Decide whether each statement agrees with the patch discussion below. Answer yes or no and quote the deciding words. 1. The patch makes the filtering system cache everything on a per-context basis. 2. The reply marked #19 prefers adding a separate op to hook_nodeapi over caching based on id. 3. With caching based on id, the filter stays cached after a node changes.

**Extract to read**.
|---|

Assigned to:Anonymous» cwgordon7

Due to the comment by Steven, I feel I have no choice but to roll this patch to prove that I am not just subscribing and +1'ing and "fully expect[ing] others in the community to solve it, while I reap the benefits." :(

Patch later tonight. Not to be a reroll.

#17

Status:needs work» needs review

This changes the filtering system to cache everything on a per-context basis.

AttachmentSizeStatusTest resultOperations
filter_context_01.patch14.56 KBIdleFAILED: [[SimpleTest]]: [MySQL] Invalid patch format in filter_context_01.patch.View details | Re-test

#18

@cwgordon7, thanks for the patch. First, I like the idea of knowing more about the object in a filter. It's more a matter of making sure the solution doesn't break other parts of drupal.

One thing to note about this patch is that if in hook_nodeapi there is a conditional addition to the node object in the load operation there may be (at least) two different rows in the cache_filter table (which might, already, be the table with the most rows in drupals db). This wouldn't affect all conditional includes but it could for some. This leaves a window open for sloppy or unknowing developers to over fill the filter_cache table.

Is this an acceptable risk?

#19

@#18 - This is a definite and unavoidable side-effect, imo. By the very nature of being context-aware, if a node is loaded differently in two different requests, the filtered text itself may result in different text as well.

Another option would be to add a separate op to hook_nodeapi (case 'filter') in which only modules intending to use filtering on nodes with node contexts would add their stuff. I don't like that, however, as it doesn't really allow modules to use other modules' node properties effectively.

A third option would be to cache based on id (e.g. nid, cid, or bid). However, with this option, if a node or comment or block etc changes, the filter is still cached. I kind of like this option better; the only problem, really, is having to delete from the cache_filter table after node/comment/etc. updates where like '%%:%%:type:%d', and that's relatively easy to accomplish.

|---|

**Material**.
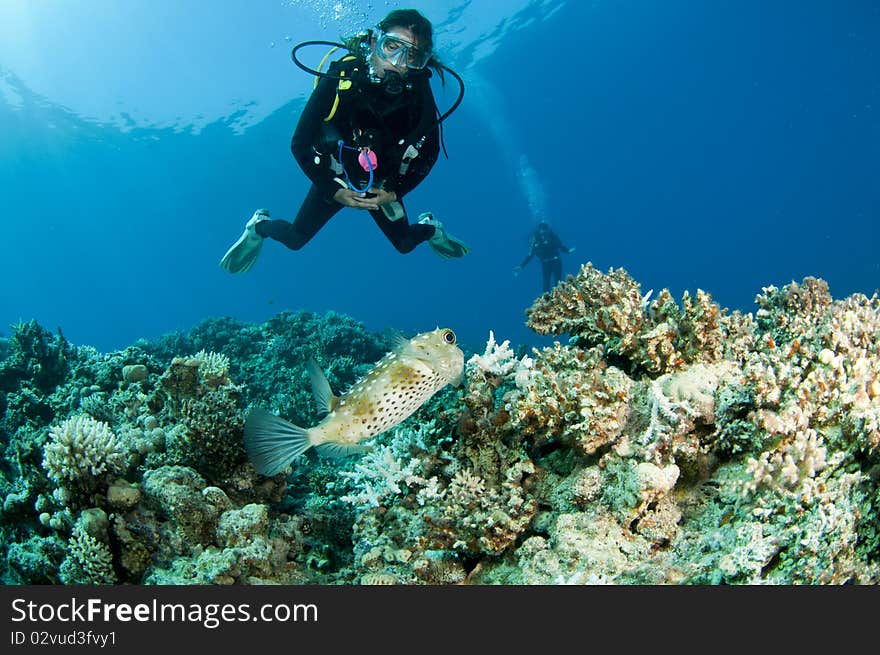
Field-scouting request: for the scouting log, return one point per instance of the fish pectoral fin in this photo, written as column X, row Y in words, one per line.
column 324, row 398
column 335, row 450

|---|

**Worked answer**.
1. Yes: "This changes the filtering system to cache everything on a per-context basis."
2. No: "I don't like that, however" and "I kind of like this option better"
3. Yes: "if a node or comment or block etc changes, the filter is still cached."